WHAT THE TASK ASKS
Write the listing out again verbatim, leaving nothing out.

STORED DATA
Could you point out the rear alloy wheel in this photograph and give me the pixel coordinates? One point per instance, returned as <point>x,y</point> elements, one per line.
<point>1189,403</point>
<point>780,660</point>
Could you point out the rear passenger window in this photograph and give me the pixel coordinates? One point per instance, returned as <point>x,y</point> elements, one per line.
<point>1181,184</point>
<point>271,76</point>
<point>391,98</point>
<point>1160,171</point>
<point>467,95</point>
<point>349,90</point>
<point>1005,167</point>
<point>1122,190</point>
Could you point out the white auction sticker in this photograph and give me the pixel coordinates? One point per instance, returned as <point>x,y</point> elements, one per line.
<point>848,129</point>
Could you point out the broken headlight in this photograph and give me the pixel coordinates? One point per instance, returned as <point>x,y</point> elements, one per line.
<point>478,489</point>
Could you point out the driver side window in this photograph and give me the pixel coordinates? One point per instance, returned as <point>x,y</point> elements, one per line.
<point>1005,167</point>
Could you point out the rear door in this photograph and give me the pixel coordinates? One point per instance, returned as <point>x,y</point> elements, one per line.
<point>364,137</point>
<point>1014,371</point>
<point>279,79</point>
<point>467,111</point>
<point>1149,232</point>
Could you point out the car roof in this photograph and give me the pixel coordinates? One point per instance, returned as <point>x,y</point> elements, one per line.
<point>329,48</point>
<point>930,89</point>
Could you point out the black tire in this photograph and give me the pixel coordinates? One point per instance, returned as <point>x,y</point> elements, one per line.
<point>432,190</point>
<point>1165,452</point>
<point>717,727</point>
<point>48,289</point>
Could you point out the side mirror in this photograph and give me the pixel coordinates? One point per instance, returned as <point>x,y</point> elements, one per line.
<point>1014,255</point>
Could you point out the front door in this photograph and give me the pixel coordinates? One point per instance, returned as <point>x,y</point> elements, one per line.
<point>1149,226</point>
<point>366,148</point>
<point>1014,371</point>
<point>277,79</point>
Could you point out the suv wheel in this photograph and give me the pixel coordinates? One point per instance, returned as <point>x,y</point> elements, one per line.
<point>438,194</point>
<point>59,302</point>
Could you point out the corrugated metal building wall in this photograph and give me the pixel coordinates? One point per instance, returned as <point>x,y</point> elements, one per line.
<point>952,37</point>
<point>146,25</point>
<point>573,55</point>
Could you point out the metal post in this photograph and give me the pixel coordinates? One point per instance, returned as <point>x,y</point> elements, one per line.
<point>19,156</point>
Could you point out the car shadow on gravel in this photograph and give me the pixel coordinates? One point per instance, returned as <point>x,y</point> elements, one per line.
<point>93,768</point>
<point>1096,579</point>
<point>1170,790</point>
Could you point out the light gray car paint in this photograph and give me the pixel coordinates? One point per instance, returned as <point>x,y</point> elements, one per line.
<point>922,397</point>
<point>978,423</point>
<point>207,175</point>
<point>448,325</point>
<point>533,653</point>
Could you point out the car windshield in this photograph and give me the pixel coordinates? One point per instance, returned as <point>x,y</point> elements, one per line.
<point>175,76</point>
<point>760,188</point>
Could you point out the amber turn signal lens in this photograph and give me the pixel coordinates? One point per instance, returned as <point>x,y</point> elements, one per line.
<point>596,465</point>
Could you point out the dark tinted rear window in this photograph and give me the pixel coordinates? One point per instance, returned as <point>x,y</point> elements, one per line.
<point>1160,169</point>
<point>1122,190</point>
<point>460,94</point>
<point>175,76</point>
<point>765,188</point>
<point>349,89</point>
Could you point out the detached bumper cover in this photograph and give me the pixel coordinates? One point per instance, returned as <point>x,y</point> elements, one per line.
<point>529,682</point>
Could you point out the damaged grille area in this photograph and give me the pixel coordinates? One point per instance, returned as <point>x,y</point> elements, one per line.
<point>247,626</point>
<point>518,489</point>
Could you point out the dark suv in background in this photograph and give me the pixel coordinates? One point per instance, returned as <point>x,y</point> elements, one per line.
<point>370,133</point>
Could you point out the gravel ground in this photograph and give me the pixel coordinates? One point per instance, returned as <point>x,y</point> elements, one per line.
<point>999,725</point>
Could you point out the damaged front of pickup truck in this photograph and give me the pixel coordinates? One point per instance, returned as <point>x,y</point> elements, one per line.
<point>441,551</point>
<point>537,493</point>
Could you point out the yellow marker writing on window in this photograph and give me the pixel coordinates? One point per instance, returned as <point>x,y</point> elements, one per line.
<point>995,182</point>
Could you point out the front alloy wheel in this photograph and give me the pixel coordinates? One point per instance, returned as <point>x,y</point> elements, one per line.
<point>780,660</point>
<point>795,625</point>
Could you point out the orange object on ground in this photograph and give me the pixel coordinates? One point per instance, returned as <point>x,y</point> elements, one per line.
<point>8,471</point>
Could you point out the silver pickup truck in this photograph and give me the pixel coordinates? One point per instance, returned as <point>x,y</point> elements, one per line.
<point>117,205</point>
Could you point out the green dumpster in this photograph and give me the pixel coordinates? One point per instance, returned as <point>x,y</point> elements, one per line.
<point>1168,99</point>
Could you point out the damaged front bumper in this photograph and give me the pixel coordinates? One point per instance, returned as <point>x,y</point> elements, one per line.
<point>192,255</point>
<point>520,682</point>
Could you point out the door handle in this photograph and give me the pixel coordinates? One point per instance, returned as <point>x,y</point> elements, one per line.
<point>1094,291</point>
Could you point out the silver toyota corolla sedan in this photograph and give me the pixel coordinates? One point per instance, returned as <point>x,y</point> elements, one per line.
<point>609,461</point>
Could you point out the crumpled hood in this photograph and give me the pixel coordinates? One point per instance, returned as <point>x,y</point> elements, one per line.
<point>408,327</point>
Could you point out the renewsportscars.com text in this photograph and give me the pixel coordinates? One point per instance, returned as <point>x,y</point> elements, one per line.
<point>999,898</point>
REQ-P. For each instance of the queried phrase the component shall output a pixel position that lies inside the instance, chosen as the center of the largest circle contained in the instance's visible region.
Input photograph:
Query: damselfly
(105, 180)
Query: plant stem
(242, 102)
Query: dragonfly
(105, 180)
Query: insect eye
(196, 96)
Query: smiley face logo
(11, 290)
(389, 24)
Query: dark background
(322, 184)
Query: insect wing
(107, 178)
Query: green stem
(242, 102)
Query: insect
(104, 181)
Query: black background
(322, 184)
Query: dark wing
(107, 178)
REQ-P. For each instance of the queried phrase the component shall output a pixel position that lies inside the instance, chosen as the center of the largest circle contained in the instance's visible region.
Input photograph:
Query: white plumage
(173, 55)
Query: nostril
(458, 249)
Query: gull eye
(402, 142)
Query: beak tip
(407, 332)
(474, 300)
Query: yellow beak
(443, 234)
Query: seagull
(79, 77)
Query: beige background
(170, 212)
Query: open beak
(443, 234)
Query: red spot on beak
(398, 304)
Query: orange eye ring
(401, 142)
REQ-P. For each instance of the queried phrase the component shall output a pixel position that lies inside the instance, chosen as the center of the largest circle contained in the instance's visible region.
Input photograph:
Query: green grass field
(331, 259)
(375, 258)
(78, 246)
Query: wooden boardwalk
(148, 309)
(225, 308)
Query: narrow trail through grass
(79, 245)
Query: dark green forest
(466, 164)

RESULT FOR THIS EXERCISE
Could you point out the rear alloy wheel in this photograph and give me the pixel coordinates? One point per instance, returned as <point>x,y</point> elements, one per line.
<point>1189,403</point>
<point>780,660</point>
Could you point out the rear passenger window in this photograph and give me the pixel coordinates? One point per instance, returned as <point>x,y</point> elements, one per line.
<point>1181,184</point>
<point>271,76</point>
<point>391,98</point>
<point>1160,171</point>
<point>467,95</point>
<point>349,90</point>
<point>1005,167</point>
<point>1122,190</point>
Could you point out the white auction sticker in this photograph and give me the pixel coordinates? One point per instance, returned as <point>x,y</point> elements, one per line.
<point>848,129</point>
Could you point out the broken headlight in this photograph and give me the pixel coordinates? One point per instance, returned as <point>x,y</point> elements, one per line.
<point>478,489</point>
Could you point out the driver side window in this photograph and give me the pixel coordinates? One point per instance, returned as <point>x,y</point> elements, one per line.
<point>1005,167</point>
Could you point out the rear door in this photograph and give me the pixel coordinates? One point per instance, returned as <point>x,y</point> elements, one per line.
<point>364,137</point>
<point>1014,371</point>
<point>279,79</point>
<point>467,111</point>
<point>1149,232</point>
Could you point out the car roof in this photograph and give me the pixel coordinates? One point per instance, returned as <point>x,y</point> elements, one per line.
<point>329,48</point>
<point>930,89</point>
Could you point out the black tire in this photograph and give me the pixel coordinates? One point per instance, returned as <point>x,y</point> elements, one per line.
<point>432,190</point>
<point>1165,452</point>
<point>717,727</point>
<point>48,289</point>
Could you point out the side mirror in this photograph and give me the pixel coordinates? One point per instance, returned as <point>x,y</point> elements, one per line.
<point>1014,255</point>
Could you point out the front door in this photograph and give me the pixel coordinates? One point per instance, returned as <point>x,y</point> elements, one per line.
<point>1149,226</point>
<point>366,148</point>
<point>1014,371</point>
<point>277,79</point>
Could you point out the suv wheel in this photograph and give me the pixel coordinates? One point per instance, returned as <point>x,y</point> elements, one per line.
<point>438,194</point>
<point>59,302</point>
Could you point out the corrugated metal building wall in this photograph and give me the pixel coordinates? One point per instance, returned as <point>x,y</point> elements, one per line.
<point>952,37</point>
<point>146,25</point>
<point>573,55</point>
Could you point out the metal post in this photograph and give me the pixel coordinates? One point per instance, returned as <point>x,y</point> elements, one per line.
<point>19,156</point>
Could you point out the car shadow on gravel in this photograph and give me the pixel coordinates? One point per instance, returned as <point>x,y</point> elements, one per line.
<point>93,768</point>
<point>1096,579</point>
<point>1170,790</point>
Could you point out the light gray car paint in this photograph and give me the pixel coordinates? One point per instance, returned as <point>x,y</point> elements, one per line.
<point>922,397</point>
<point>978,423</point>
<point>207,175</point>
<point>448,325</point>
<point>533,653</point>
Could you point out the car windshield in this photograph and give me the pixel coordinates? One point per instance, returned as <point>x,y</point> elements, one per line.
<point>175,76</point>
<point>760,188</point>
Could you point out the amber turn signal lens in this photograph and give me the pixel coordinates? One point per instance, returned as <point>x,y</point> elements, one per line.
<point>596,465</point>
Could you point out the dark tinted rear window in this photograph and give me the pixel coordinates? One point per instance, returned as <point>x,y</point> elements, one per line.
<point>1160,169</point>
<point>1122,190</point>
<point>460,94</point>
<point>175,76</point>
<point>765,188</point>
<point>349,89</point>
Could you point out the detached bumper cover in this photograph and give me the pixel coordinates? One point per instance, returned as <point>x,y</point> elements, one per line.
<point>529,682</point>
Could you point out the damaged grille area in this photograph and give me the pixel coordinates? One point per instance, returned as <point>x,y</point> elements, one per line.
<point>247,626</point>
<point>518,489</point>
Could you point out the dark suv in background in this photograph and give me the pixel coordinates? One point per instance, returned as <point>x,y</point> elements, one per line.
<point>370,133</point>
Could you point out the gravel ground in this photograph and give me the pixel coordinates? One point per instance, returned as <point>x,y</point> elements, one per line.
<point>999,725</point>
Could you point out the damaged front of pickup truck in this photograph and give me the pixel coordinates? One point per instance, returned as <point>x,y</point> elements, one per line.
<point>441,551</point>
<point>537,493</point>
Could you point out the yellow marker writing on window in this photograph and give me the pixel coordinates? One point per instance, returned as <point>x,y</point> elements, one per line.
<point>995,182</point>
Could you point out the front alloy wheel in this photograph and give me the pixel coordinates? One point per instance, returned as <point>x,y</point> elements, one per line.
<point>780,660</point>
<point>795,625</point>
Could you point out the orange object on ground in this photograph and give me the pixel coordinates? One point per instance, returned as <point>x,y</point> elements, one per line.
<point>8,471</point>
Could you point out the silver pickup truck in this photograph and give me the pixel coordinates? One point per instance, returned as <point>x,y</point> elements, one per line.
<point>117,205</point>
Could you point out the green dumpster in this photograph and give me the pixel coordinates? One point per instance, returned as <point>x,y</point> elements, one per line.
<point>1168,99</point>
Could you point out the damaged front bumper in this photograph and give me the pixel coordinates? One point per instance, returned as <point>x,y</point> elements, one per line.
<point>192,255</point>
<point>520,682</point>
Could you point out the door handle in this photograph and give me the pixel coordinates? One point per instance, returned as <point>x,y</point> elements, one per line.
<point>1094,291</point>
Could you point out the silver toyota corolla sedan in this photograph and give me the pixel coordinates? One point per instance, returned as <point>x,y</point> elements, one per line.
<point>609,461</point>
Could you point out the crumpled hood in this photograph and give me the pixel coordinates? One point per instance, returned as <point>x,y</point> elements, one per line.
<point>408,327</point>
Could you point out the renewsportscars.com text in this photograph and give me the pixel coordinates? One point per instance, returned as <point>x,y</point> elements, one per line.
<point>999,898</point>
REQ-P. For each instance of the queried phrase the component shall output a pixel position that lies inside the instance, chosen as the center of the largest circle contained in the instance's visible region.
Input photograph:
Query: damselfly
(105, 180)
Query: plant stem
(242, 102)
Query: dragonfly
(105, 180)
Query: insect eye
(196, 96)
Query: smiley face logo
(11, 290)
(389, 24)
Query: dark background
(322, 184)
Query: insect wing
(107, 178)
Query: green stem
(242, 102)
Query: insect
(104, 181)
Query: black background
(322, 184)
Query: dark wing
(107, 178)
REQ-P. For each instance of the queried phrase the component shall output a pixel position that lies inside the instance, chosen as the center of the largest circle contained in the instance's visible region.
Input photograph:
Query: white plumage
(173, 55)
Query: nostril
(458, 249)
Query: gull eye
(402, 142)
Query: beak tip
(407, 332)
(474, 300)
Query: yellow beak
(443, 234)
Query: seagull
(79, 77)
Query: beige background
(170, 212)
Query: open beak
(443, 234)
Query: red spot on beak
(398, 304)
Query: orange eye ring
(401, 142)
REQ-P. For each instance of the queried phrase the component shall output a pixel position that lies inside the instance, chosen as the center of the largest circle contained in the instance's visible region.
Input photograph:
Query: green grass field
(331, 259)
(375, 258)
(78, 246)
Query: wooden boardwalk
(148, 309)
(225, 308)
Query: narrow trail through grass
(79, 245)
Query: dark green forest
(466, 164)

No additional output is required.